[Records drawn from a dataset]
□ □ □
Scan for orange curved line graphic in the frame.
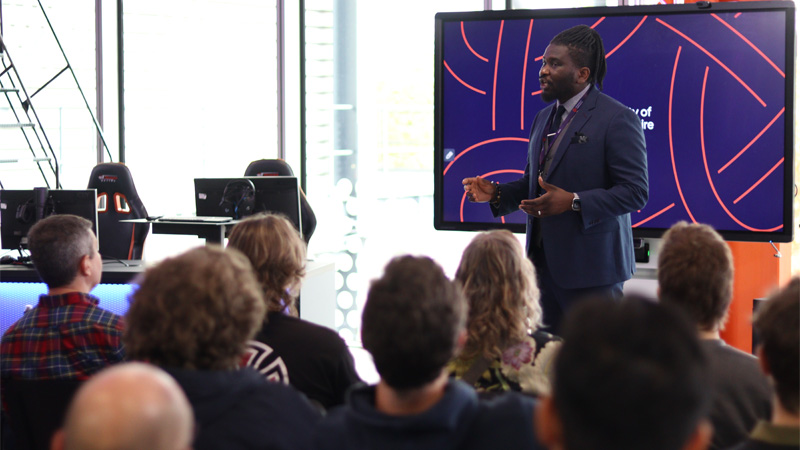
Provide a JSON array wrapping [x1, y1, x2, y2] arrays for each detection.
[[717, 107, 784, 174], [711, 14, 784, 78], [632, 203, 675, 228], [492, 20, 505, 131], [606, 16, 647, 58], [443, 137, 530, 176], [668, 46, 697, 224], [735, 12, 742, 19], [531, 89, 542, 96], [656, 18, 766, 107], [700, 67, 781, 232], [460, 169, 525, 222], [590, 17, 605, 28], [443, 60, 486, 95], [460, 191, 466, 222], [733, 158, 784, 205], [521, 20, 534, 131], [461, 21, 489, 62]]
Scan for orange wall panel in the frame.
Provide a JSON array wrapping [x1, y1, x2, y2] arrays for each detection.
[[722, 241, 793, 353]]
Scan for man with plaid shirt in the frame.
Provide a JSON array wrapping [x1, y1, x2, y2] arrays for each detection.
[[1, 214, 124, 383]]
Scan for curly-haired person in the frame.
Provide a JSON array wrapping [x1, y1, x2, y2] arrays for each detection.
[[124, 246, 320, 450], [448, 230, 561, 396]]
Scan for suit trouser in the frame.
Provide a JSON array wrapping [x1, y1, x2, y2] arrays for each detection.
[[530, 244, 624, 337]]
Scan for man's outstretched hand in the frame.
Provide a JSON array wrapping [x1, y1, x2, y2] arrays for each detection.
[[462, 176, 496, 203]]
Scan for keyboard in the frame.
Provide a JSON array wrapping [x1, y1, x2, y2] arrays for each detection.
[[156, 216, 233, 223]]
□ □ □
§ Exercise aim
A complete answer gives every line of the records holding "frame".

§ Task result
Scan for orange curved line graphic in the frame.
Scan for orange wall panel in the frame.
Scan for man with plaid shirt in the frame.
Scan for curly-haired person in the frame.
Scan for suit trouser in the frame.
Scan for man's outstretched hand in the frame.
Scan for keyboard in the frame.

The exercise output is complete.